Saved data entries:
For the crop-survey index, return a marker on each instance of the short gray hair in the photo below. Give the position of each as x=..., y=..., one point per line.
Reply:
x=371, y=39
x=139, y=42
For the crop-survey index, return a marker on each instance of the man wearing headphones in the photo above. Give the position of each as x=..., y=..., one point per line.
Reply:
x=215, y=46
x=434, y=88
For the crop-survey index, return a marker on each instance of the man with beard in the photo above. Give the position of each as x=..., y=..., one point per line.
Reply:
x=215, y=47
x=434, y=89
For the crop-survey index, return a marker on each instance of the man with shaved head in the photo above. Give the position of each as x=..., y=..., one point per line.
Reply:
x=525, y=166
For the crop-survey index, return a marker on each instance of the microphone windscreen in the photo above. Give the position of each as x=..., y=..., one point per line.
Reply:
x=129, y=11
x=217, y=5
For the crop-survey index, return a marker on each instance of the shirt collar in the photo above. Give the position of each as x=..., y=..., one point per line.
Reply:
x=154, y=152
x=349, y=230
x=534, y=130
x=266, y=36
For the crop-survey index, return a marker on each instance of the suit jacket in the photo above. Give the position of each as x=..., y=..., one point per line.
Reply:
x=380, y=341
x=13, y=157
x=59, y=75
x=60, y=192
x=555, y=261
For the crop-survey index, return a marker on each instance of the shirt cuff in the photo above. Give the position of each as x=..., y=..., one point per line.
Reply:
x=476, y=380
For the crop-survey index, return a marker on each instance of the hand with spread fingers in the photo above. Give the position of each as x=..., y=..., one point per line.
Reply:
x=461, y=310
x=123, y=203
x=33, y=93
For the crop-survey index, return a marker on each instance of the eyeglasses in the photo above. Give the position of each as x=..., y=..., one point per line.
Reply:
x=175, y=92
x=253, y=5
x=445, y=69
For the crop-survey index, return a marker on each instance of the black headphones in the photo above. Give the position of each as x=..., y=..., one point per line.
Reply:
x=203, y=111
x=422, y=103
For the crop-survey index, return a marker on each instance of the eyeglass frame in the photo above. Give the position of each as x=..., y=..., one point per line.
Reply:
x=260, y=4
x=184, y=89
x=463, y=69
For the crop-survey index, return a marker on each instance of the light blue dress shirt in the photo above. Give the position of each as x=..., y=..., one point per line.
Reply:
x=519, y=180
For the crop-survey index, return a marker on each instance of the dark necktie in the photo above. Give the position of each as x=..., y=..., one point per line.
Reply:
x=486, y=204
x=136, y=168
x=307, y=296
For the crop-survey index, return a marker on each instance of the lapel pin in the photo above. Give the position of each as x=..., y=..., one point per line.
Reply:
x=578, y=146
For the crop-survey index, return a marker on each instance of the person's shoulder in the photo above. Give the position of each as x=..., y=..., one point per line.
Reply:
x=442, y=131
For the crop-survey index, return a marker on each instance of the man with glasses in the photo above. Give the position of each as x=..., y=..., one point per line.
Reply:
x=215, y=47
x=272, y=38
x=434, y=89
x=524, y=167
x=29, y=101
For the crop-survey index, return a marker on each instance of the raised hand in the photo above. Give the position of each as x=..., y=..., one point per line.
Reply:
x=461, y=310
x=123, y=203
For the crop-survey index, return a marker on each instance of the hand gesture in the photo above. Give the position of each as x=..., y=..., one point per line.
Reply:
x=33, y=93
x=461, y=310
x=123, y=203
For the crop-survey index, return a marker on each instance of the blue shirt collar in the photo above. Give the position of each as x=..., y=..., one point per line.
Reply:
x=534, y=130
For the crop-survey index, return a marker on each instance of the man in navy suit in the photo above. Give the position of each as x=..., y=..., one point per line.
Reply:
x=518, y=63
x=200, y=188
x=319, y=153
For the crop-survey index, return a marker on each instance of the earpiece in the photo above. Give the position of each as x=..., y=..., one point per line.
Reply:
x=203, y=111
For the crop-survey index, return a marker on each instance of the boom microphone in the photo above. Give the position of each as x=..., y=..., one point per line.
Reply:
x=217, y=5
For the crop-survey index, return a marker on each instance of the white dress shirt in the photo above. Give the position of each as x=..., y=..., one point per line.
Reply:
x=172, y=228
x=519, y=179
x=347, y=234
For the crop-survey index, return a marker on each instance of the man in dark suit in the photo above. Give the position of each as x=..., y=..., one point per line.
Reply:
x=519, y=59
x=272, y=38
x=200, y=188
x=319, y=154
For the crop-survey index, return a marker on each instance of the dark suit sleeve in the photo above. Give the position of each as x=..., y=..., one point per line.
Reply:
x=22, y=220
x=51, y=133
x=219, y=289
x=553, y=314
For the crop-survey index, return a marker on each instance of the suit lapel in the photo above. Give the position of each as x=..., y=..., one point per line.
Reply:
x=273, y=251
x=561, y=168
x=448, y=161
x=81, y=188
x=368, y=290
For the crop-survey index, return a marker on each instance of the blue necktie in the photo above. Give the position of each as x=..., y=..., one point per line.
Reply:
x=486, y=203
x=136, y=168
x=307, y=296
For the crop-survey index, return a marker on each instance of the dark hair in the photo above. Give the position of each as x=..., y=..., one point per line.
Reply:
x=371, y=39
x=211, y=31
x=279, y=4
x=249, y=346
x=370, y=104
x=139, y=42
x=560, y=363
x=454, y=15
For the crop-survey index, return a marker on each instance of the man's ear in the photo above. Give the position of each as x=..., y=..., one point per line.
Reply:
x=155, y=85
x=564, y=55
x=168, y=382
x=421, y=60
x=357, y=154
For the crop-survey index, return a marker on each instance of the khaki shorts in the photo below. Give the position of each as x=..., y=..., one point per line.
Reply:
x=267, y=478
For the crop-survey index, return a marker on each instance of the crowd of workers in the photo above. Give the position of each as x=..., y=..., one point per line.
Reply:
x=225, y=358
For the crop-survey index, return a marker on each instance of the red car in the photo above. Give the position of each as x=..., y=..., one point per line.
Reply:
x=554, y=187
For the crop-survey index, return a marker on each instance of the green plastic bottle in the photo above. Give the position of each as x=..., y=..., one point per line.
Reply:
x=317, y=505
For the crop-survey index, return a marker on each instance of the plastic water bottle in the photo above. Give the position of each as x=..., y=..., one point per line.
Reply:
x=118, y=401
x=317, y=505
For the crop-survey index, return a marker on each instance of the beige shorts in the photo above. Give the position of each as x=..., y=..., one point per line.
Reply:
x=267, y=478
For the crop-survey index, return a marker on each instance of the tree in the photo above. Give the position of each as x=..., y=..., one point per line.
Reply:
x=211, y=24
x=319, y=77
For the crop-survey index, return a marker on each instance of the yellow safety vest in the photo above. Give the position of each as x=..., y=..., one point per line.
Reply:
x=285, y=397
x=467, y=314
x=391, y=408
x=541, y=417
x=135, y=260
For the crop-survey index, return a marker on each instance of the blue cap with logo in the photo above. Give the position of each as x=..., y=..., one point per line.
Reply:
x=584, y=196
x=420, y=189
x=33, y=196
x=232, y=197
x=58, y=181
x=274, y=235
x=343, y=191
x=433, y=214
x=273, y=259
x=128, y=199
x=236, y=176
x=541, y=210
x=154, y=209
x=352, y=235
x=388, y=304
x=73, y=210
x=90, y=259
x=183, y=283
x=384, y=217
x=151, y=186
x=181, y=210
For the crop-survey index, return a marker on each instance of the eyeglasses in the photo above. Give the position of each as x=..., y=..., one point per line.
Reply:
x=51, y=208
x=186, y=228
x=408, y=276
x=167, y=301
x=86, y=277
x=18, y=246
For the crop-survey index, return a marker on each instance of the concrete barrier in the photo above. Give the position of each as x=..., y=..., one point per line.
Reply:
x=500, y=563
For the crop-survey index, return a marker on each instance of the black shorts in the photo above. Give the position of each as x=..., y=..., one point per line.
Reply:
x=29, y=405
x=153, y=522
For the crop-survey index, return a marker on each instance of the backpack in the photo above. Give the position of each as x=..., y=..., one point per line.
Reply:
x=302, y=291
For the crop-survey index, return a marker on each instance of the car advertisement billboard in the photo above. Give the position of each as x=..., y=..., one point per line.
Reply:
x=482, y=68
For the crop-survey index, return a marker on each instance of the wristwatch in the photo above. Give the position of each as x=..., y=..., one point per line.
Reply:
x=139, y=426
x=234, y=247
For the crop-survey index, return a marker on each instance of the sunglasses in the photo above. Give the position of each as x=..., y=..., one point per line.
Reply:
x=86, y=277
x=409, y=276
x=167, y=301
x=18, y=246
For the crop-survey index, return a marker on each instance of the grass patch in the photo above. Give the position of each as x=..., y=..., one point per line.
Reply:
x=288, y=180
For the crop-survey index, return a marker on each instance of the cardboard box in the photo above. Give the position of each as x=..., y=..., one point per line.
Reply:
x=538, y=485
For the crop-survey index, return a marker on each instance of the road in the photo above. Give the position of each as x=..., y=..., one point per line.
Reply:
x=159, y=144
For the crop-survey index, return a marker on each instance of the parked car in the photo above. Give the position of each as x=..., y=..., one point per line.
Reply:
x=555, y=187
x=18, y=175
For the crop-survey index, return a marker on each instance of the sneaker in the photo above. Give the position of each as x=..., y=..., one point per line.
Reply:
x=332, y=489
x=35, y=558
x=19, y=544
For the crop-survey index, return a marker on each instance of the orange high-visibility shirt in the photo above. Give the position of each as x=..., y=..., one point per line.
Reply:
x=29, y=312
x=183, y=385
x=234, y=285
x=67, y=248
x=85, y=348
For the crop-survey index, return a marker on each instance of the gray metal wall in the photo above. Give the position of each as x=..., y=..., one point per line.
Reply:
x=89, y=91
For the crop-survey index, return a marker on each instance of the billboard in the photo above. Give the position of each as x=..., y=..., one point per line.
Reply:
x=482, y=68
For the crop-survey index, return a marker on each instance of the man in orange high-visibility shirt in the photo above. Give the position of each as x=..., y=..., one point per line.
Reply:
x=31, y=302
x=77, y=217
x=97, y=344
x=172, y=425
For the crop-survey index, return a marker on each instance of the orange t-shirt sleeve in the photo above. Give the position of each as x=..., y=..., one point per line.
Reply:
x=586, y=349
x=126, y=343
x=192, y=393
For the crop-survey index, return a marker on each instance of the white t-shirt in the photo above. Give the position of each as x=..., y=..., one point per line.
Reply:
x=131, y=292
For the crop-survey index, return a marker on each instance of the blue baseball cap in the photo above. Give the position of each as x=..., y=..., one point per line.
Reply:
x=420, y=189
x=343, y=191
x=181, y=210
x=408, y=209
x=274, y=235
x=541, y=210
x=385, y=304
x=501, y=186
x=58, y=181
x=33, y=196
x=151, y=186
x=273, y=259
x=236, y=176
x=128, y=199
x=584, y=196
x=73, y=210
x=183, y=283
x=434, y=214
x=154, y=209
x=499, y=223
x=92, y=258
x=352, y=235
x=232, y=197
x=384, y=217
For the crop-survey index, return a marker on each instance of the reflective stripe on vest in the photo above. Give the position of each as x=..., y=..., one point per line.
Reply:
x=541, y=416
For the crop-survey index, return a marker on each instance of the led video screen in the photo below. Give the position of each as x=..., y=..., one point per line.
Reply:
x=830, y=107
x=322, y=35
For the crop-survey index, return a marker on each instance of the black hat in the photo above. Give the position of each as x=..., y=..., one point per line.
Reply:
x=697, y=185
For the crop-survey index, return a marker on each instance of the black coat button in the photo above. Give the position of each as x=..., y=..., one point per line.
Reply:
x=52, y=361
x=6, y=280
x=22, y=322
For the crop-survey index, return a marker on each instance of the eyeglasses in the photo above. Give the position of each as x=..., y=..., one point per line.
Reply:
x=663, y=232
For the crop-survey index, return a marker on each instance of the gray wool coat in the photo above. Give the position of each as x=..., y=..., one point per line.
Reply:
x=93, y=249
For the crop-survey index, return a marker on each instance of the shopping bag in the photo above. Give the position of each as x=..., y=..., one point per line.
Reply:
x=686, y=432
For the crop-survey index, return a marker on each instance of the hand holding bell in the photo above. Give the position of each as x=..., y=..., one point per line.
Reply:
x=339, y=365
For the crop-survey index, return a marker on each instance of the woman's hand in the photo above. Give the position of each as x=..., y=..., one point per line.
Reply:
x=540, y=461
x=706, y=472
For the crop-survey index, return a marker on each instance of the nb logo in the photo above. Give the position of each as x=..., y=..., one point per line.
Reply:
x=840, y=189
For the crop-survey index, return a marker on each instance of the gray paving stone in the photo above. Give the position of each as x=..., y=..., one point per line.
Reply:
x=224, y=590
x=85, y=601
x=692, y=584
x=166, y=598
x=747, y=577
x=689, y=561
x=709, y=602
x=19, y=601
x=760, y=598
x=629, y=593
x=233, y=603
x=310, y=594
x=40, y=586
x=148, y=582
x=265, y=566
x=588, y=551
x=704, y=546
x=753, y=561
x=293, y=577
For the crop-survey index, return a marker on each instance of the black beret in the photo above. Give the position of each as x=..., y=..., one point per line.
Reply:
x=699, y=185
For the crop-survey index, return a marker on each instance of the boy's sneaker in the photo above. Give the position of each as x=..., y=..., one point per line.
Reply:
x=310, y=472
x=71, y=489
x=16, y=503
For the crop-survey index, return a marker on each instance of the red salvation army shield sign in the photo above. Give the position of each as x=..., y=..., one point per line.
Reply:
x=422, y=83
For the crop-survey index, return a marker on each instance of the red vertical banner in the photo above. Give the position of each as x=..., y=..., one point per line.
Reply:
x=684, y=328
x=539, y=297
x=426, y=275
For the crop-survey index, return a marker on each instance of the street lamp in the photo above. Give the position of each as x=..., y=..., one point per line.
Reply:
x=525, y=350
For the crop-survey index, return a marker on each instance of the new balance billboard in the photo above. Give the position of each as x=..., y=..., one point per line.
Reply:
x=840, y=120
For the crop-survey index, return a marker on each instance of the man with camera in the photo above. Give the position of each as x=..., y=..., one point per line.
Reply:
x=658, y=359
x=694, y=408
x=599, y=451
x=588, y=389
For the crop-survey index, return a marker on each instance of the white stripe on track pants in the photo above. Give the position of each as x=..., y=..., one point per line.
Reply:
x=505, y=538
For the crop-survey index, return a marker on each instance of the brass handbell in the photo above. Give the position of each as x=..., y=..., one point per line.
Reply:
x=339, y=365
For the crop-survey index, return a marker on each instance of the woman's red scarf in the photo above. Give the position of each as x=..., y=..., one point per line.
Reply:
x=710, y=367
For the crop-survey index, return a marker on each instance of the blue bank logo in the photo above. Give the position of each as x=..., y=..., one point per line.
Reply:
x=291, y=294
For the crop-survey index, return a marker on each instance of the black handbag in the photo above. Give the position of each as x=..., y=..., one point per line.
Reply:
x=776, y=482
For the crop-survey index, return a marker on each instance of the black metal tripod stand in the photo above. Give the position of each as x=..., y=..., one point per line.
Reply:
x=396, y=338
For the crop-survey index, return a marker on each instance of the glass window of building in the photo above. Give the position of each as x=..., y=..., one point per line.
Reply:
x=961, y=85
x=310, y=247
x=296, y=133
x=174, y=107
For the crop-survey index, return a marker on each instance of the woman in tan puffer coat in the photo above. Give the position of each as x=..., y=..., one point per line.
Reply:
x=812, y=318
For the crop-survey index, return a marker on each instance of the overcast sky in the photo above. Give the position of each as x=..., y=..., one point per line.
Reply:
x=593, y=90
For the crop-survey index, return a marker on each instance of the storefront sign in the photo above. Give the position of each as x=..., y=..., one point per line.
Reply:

• **Exercise description**: Transcribe only the trailing portion of the entries above: the line that contains "the woman in" and each line after it.

• **Task solution**:
For the crop-survey index, return a marker on each instance of the woman in tan puffer coat in the photo above. Give the position of each as x=..., y=..., one point per line.
Reply:
x=812, y=318
For the crop-survey index, return a marker on each instance of the overcast sky in the photo above. Give the position of each as x=..., y=..., one point per line.
Reply:
x=593, y=90
For the crop-survey index, return a marker on each instance of the storefront sign in the photo above. Give the position of each as x=..., y=..., one point per line.
Reply:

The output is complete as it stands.